**Text shown:**
▬▬▬▬▬▬▬▬▬▬

Most leaders when they take over face an immediate problem of dealing with their predecessor’s legacy. Now imagine your predecessor had not only been in office for two decades but was also a 1916 commander and founder of your political party. These were the boots that Lemass had to fill when  De Valera stepped down in June 1959. Yet Lemass successfully in a very short period of time fashioned his own style of leadership quickly abolishing De Valera’s practice to two cabinet meetings a week, reducing them to one and operating a much more centralised form of decision making. He departed from his predecessor in shifting the focus of government away from cultural matters toward economic issues as he derided De Valera’s attempts to make him speak better Irish asking for books on economics instead. Here in lies lesson two; it’s ok not to follow your predecessor’s leadership style.

▬▬▬▬▬▬▬▬▬▬

**Provided data:**
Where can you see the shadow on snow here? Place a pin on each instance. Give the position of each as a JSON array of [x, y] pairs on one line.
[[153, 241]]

▬▬▬▬▬▬▬▬▬▬

**Tasks for this exercise:**
- a) According to the passage on Lemass, in what month and year did De Valera step down?
- b) For each statement, say whether it agrees with the passage on Lemass, and quote the deciding words: (i) Lemass shifted the government's focus toward cultural matters. (ii) Lemass cut the number of weekly cabinet meetings to one. (iii) Lemass asked for books on economics.

**Solutions below:**
- a) June 1959.

- b)
(i) No: "shifting the focus of government away from cultural matters toward economic issues"
(ii) Yes: "two cabinet meetings a week, reducing them to one"
(iii) Yes: "asking for books on economics instead"